:: Task material ::

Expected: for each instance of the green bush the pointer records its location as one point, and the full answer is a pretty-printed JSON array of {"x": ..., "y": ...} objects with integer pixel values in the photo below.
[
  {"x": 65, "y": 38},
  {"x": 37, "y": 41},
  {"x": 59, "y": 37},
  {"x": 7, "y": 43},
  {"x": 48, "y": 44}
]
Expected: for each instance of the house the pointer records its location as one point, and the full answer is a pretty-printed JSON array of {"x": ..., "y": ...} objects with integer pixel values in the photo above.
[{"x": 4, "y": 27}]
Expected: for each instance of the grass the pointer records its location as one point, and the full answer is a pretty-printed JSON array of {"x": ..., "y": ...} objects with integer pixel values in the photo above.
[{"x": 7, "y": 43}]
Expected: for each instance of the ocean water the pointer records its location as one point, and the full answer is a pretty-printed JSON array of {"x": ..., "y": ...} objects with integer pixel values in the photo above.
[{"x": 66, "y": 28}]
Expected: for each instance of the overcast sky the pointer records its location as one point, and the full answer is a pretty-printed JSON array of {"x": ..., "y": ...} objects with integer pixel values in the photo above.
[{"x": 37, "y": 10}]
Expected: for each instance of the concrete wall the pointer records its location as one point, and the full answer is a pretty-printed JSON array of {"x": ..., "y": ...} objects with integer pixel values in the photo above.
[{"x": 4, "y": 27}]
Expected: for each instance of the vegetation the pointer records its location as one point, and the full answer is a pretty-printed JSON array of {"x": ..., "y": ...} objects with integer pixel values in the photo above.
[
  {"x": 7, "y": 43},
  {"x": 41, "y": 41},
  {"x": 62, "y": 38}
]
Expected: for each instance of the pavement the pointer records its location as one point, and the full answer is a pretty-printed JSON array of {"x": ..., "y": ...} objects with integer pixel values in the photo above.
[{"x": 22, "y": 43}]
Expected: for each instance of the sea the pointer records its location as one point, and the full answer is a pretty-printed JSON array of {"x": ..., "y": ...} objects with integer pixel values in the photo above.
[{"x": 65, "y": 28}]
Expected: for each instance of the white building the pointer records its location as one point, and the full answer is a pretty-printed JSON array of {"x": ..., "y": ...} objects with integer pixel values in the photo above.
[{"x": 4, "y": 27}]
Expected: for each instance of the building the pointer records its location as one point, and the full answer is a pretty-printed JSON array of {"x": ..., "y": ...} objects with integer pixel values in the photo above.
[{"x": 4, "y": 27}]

:: Task goal ::
From the line holding "Expected: for each instance of the building" down to the last line of the records above, restate each line exactly as written.

:: Response to this exercise ::
Expected: for each instance of the building the pointer records its location as one point, and the full answer is a pretty-printed JSON array of {"x": ..., "y": ...} objects with integer pixel values in the photo above.
[{"x": 4, "y": 27}]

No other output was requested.